- _Data section_
┌────────

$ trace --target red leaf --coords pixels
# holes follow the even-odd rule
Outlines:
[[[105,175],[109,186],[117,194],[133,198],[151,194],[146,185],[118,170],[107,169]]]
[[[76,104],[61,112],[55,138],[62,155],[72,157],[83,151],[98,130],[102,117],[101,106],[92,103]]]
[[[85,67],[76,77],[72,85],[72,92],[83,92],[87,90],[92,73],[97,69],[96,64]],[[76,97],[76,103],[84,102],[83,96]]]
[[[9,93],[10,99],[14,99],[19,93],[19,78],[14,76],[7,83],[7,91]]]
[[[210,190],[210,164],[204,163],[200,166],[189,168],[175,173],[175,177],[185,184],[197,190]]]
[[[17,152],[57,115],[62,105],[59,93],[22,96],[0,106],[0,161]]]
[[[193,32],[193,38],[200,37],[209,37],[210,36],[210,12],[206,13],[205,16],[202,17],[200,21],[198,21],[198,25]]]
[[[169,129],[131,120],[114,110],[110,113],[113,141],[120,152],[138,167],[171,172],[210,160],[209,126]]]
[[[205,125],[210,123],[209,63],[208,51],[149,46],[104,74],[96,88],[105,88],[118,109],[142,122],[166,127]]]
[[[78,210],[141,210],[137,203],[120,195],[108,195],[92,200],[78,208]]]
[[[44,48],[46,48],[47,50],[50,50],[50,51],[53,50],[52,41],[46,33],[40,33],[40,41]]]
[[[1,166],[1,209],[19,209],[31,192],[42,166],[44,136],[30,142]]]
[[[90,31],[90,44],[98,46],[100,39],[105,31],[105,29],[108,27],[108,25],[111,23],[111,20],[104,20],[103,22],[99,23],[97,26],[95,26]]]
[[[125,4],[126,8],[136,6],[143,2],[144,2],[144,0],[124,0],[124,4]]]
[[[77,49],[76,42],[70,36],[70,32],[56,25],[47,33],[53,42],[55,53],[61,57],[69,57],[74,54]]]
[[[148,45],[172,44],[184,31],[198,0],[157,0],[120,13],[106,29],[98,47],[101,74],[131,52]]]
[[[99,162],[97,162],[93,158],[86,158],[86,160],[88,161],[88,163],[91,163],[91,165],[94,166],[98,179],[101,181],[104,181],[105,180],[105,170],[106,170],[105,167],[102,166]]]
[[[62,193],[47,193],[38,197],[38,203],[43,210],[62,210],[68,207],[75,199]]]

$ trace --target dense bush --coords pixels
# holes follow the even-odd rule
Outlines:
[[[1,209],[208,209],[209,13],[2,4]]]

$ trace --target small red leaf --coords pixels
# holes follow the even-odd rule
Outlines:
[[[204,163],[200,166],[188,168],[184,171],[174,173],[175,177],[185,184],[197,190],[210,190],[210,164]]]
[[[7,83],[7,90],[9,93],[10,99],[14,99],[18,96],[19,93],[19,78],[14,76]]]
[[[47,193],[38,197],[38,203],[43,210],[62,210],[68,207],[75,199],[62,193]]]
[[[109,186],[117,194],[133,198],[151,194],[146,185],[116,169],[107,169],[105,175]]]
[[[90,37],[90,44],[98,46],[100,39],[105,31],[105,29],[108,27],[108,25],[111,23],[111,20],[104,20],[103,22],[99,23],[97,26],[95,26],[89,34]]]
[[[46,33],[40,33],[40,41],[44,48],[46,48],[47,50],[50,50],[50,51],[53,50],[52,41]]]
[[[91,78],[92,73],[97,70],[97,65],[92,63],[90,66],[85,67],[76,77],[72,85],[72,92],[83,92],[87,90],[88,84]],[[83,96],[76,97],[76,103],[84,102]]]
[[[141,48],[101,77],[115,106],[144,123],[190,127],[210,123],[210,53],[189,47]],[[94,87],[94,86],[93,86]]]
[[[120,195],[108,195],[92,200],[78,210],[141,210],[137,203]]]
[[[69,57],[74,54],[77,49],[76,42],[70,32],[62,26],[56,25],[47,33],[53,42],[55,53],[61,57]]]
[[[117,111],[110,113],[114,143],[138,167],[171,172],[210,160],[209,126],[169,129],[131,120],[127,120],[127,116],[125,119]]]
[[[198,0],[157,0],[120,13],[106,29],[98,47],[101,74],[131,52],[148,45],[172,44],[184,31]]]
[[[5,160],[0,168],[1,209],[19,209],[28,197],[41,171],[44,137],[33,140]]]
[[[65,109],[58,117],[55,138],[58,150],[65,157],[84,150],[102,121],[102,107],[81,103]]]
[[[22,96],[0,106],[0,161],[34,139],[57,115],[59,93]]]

└────────

- _Exercise details_
Copy out word for word the stretch of the entries from the line containing "bush --coords pixels" through the line containing "[[[1,209],[208,209],[209,13],[2,4]]]", including both of those lines.

- _Task solution_
$ trace --target dense bush --coords pixels
# holes follow the even-odd rule
Outlines:
[[[1,209],[208,209],[209,13],[2,4]]]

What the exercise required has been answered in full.